Taxonomy Serialization

Tag Templates and Tags

Custom metadata schema definition and attachment to catalog resources. Tag templates define the structure of custom metadata that can be attached to entries.

class DataCatalogClient:
    def create_tag_template(self, request: CreateTagTemplateRequest = None, **kwargs) -> TagTemplate: ...
    def get_tag_template(self, request: GetTagTemplateRequest = None, **kwargs) -> TagTemplate: ...
    def update_tag_template(self, request: UpdateTagTemplateRequest = None, **kwargs) -> TagTemplate: ...
    def delete_tag_template(self, request: DeleteTagTemplateRequest = None, **kwargs) -> None: ...
    def create_tag(self, request: CreateTagRequest = None, **kwargs) -> Tag: ...
    def update_tag(self, request: UpdateTagRequest = None, **kwargs) -> Tag: ...
    def delete_tag(self, request: DeleteTagRequest = None, **kwargs) -> None: ...

◇ ◇ ◇ ◇ ◇

Repeat word for word the part of the tag templates text from "def get_tag_template(self, request: GetTagTemplateRequest" to "DeleteTagRequest = None, **kwargs) -> None: ...".

__Data records__:
◇ ◇ ◇ ◇ ◇

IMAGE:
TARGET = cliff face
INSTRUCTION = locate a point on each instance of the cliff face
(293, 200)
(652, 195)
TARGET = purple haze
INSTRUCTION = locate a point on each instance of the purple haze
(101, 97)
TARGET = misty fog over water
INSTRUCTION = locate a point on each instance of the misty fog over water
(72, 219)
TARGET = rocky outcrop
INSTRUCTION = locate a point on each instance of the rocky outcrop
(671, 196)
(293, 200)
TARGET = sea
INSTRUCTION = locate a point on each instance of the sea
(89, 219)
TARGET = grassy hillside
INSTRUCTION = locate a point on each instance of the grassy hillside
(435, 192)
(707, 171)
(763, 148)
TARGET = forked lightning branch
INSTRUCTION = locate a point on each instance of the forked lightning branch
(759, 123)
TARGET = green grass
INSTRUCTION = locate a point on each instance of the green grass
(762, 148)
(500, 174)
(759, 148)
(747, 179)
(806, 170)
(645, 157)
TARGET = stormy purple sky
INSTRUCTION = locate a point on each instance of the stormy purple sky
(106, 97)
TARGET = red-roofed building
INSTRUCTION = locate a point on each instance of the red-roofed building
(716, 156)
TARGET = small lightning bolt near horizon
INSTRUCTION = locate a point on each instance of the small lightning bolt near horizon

◇ ◇ ◇ ◇ ◇

__Correct output__:
def get_tag_template(self, request: GetTagTemplateRequest = None, **kwargs) -> TagTemplate: ...
    def update_tag_template(self, request: UpdateTagTemplateRequest = None, **kwargs) -> TagTemplate: ...
    def delete_tag_template(self, request: DeleteTagTemplateRequest = None, **kwargs) -> None: ...
    def create_tag(self, request: CreateTagRequest = None, **kwargs) -> Tag: ...
    def update_tag(self, request: UpdateTagRequest = None, **kwargs) -> Tag: ...
    def delete_tag(self, request: DeleteTagRequest = None, **kwargs) -> None: ...